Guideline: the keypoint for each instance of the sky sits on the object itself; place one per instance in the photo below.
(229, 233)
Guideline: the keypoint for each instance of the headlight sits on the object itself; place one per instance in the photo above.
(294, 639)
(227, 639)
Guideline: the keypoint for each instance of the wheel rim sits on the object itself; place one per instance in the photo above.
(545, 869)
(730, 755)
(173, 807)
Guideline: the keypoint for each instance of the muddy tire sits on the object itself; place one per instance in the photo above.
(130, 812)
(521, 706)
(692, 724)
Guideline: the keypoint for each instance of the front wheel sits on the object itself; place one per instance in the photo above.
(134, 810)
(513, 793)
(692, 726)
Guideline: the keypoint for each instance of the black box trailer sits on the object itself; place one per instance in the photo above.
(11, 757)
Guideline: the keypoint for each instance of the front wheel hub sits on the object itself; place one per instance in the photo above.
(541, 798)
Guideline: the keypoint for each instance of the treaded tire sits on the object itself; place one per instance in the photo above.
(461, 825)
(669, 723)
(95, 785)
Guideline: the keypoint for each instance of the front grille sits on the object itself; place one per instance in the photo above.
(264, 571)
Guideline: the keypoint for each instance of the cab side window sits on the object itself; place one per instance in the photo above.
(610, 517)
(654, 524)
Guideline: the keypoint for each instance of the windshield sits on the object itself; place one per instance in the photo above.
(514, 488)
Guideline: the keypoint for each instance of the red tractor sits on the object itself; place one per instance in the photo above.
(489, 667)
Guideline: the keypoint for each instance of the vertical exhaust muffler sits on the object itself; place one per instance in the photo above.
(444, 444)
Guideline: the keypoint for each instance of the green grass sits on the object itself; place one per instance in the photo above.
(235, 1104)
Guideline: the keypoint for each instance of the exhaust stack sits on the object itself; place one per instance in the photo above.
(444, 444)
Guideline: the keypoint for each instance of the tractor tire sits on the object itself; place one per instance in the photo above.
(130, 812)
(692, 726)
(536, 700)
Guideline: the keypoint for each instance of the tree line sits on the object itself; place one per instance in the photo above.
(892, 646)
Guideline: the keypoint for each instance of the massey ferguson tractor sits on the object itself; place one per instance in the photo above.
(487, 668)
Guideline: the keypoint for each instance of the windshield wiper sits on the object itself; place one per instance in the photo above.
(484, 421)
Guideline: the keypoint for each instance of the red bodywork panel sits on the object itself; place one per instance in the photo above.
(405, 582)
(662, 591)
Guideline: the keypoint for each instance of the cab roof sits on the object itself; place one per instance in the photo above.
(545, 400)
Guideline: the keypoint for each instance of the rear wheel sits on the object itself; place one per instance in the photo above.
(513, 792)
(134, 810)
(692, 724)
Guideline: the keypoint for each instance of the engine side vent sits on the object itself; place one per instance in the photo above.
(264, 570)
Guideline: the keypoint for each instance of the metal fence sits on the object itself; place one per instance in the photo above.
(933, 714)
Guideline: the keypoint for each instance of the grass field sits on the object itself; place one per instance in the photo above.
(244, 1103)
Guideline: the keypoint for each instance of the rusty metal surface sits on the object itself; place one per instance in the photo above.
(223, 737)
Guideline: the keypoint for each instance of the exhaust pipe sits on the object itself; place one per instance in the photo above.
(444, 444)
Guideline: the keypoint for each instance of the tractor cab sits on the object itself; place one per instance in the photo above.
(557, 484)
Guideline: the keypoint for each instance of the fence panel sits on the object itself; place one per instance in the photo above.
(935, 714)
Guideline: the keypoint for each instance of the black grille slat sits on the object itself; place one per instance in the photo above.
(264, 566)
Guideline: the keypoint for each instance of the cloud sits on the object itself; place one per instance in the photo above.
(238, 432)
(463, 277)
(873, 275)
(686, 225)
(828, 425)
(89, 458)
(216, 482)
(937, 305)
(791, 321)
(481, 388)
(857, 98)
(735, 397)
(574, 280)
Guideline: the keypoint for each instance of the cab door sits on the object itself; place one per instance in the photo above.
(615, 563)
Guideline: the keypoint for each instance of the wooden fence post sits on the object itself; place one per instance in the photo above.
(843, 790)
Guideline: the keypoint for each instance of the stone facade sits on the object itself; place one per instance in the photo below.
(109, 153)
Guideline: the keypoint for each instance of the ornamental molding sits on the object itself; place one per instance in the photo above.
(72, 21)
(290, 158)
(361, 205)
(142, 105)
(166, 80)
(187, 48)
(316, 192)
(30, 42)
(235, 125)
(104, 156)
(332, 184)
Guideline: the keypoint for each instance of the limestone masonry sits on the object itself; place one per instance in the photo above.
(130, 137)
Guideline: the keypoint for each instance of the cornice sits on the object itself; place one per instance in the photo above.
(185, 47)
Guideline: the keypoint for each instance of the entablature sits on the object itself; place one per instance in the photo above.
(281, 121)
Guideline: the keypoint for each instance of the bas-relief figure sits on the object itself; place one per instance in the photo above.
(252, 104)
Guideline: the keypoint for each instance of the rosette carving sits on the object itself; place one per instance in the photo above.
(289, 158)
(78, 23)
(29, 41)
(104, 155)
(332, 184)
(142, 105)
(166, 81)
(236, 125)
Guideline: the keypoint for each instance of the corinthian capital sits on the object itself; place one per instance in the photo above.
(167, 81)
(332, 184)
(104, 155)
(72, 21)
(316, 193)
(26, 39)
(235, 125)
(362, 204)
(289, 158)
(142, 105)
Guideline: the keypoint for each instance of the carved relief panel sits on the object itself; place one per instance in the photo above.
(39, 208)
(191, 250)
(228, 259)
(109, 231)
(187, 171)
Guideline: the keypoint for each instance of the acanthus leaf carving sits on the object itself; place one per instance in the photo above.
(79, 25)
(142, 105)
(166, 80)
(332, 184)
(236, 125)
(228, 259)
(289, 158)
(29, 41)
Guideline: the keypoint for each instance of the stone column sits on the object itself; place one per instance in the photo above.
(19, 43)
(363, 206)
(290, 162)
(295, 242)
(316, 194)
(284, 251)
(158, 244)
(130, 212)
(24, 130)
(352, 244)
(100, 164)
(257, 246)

****************************************

**GIVEN INSTRUCTION:**
Copy out everything from the line containing "Guideline: the keypoint for each instance of the corinthian" down to the end of the data, reproducing each line unchanged.

**CORRECT RESULT:**
Guideline: the keypoint for each instance of the corinthian capital sits on the object itself; place one per instance in the photo above.
(167, 81)
(332, 184)
(104, 155)
(72, 21)
(316, 193)
(26, 39)
(235, 125)
(362, 204)
(289, 158)
(142, 105)
Guideline: the keypoint for each instance of the carved relief panel sits on the object itself; place one per instance in the photo above.
(39, 208)
(191, 250)
(228, 259)
(109, 231)
(187, 171)
Guideline: the keypoint for each instance of the acanthus leaf carving sits on the object itself; place one per instance in the photo above.
(79, 25)
(142, 105)
(166, 80)
(332, 184)
(236, 125)
(228, 259)
(289, 158)
(29, 41)
Guideline: the keypoint for each instance of the stone column sits on the object itself; place one per instance in the photo above.
(19, 43)
(363, 206)
(290, 162)
(295, 242)
(316, 194)
(284, 251)
(158, 244)
(130, 212)
(24, 130)
(352, 244)
(100, 164)
(257, 246)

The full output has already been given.